Task statement: Convert the entries below into a two-column CSV with the header instruction,response and one row per entry. Put each entry's text in the instruction column and its answer in the response column, enclose every field in double quotes, and replace each line break with a space.

Entries provided:
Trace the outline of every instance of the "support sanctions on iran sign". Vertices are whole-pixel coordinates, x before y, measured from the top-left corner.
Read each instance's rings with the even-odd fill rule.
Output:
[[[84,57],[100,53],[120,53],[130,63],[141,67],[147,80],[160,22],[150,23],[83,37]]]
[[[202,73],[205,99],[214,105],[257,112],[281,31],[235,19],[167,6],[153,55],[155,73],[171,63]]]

Solution for this task:
instruction,response
"Trace the outline of every instance of the ""support sanctions on iran sign"". Vertices are whole-pixel coordinates, x before y, measured from the top-left corner. Read each instance's rings with the even-odd fill rule. Output:","[[[84,57],[100,53],[120,53],[130,63],[141,67],[147,80],[160,22],[150,23],[83,37]]] [[[202,73],[205,99],[214,105],[257,112],[281,31],[235,19],[167,6],[153,55],[155,73],[171,63]]]"